### Supplied passage
—————

‘Teen Mom 2’ Season 9B Episode 27 Recap: Baby Birthdays, Bigger Houses & Even Bigger Brows

When you finally perfect that “Skincare by Sharpie” look…

Hey y’all! Gather ’round! It’s time for another Teen Mom 2 recap! Things have been getting pretty crazy in ‘Teen Mom 2’ Land, what with all the assorted baby daddy/assorted trashy family member drama and whatnot. The Ashley realizes she’s (STILL) a week behind on these recaps, but, you know what they say: better late than…not getting a period and then finding out your Costa Rican rafting guide has done knocked you up!

Oh, nobody says that except Victoria Messer? My bad…

Anyway, we first check in with Leah down in the holler. She’s roundin’ up her girlseses, which means picking Ali up from camp. During the car ride home, Leah tells Ali how much she missed her, while Ali tells her she didn’t want to leave. 

It’s back to crowded car rides and motivational speakins’ from mom for this girl.

For some reason they’ve got Ali all fixed up like she’s Scarlett O’Hara from “Gone With the Wind.” She’s got a ruffly dress, complete with hoop skirt, a sun hat and parasol. 

So…um…did Ali’s summer camp take place at one of those photo places where you take those weird photos that make you look like you’re from the 1800s? (Please…for the love of Jesus God Leah…let Mama Dawn be all gussied up like a salon girl…)

When Leah and Ali get home, Addie and Aleeah (well, mainly Addie) are happy to see their sister. (Sadly, Mama Dawn is sans feather boa and fringe-rimmed costume…)

When you leave the holler for a week and now prefer your meat snacks served on a silver platter…

Despite Ali’s absence, Aleeah says she still managed to get zero time to herself due in large part to Addie getting on her nerves and Leah “havin’ fits” of crying. 

That sounds about as healthy as whatever processed meat sandwich Leah was fixin’ to feed her kids that night for dinner…but, moving on…

Meanwhile, in South Dakota, it’s almost time for Chelsea to launch her clothing line featuring a wide variety of flannel options so she and Layne head to the warehouse to finalize some details. 

Props to Chelsea for not bedazzling “Mom Life” on the back of these things. Way to show some restraint…

Though Chelsea’s new line doesn’t appear to come in colors close to the current orange tone she’s rocking on her skin, she still pumped to reveal her mom-wear to the masses.

—————

[Records from a data source]
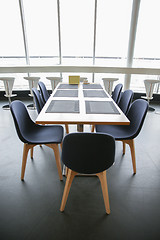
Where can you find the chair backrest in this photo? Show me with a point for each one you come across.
(38, 99)
(43, 90)
(125, 100)
(116, 93)
(136, 114)
(23, 123)
(88, 152)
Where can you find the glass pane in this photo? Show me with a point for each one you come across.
(146, 52)
(77, 20)
(11, 39)
(113, 22)
(42, 31)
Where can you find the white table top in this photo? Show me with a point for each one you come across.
(81, 117)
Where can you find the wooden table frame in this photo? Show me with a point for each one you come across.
(81, 118)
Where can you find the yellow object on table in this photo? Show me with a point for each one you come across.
(74, 79)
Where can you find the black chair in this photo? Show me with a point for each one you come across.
(32, 134)
(88, 153)
(125, 100)
(44, 92)
(38, 100)
(116, 93)
(136, 114)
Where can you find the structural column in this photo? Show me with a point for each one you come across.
(132, 38)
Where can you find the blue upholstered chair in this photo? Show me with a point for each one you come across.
(116, 93)
(32, 134)
(125, 100)
(127, 133)
(38, 100)
(88, 153)
(43, 91)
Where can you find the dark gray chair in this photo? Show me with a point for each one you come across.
(38, 100)
(88, 153)
(116, 93)
(32, 134)
(43, 90)
(127, 133)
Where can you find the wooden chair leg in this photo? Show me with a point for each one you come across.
(70, 176)
(25, 154)
(61, 145)
(57, 158)
(92, 128)
(132, 148)
(67, 128)
(103, 180)
(32, 152)
(124, 147)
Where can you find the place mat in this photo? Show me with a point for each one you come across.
(92, 86)
(101, 107)
(66, 93)
(63, 106)
(94, 93)
(68, 86)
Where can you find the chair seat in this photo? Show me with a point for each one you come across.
(44, 134)
(118, 132)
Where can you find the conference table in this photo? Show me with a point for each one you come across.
(81, 104)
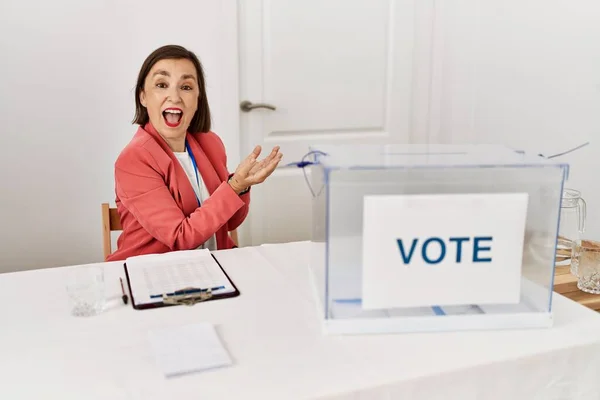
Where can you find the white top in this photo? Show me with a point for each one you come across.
(201, 191)
(273, 333)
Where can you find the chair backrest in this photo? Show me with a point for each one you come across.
(110, 222)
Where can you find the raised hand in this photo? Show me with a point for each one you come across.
(251, 171)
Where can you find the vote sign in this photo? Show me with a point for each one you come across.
(442, 249)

—————

### Exercise objective
Copy the passage of the recap starting with "Meanwhile, in South" and going on through "to the masses.". The records are separate material and have no connection to the recap.

### Exercise solution
Meanwhile, in South Dakota, it’s almost time for Chelsea to launch her clothing line featuring a wide variety of flannel options so she and Layne head to the warehouse to finalize some details. 

Props to Chelsea for not bedazzling “Mom Life” on the back of these things. Way to show some restraint…

Though Chelsea’s new line doesn’t appear to come in colors close to the current orange tone she’s rocking on her skin, she still pumped to reveal her mom-wear to the masses.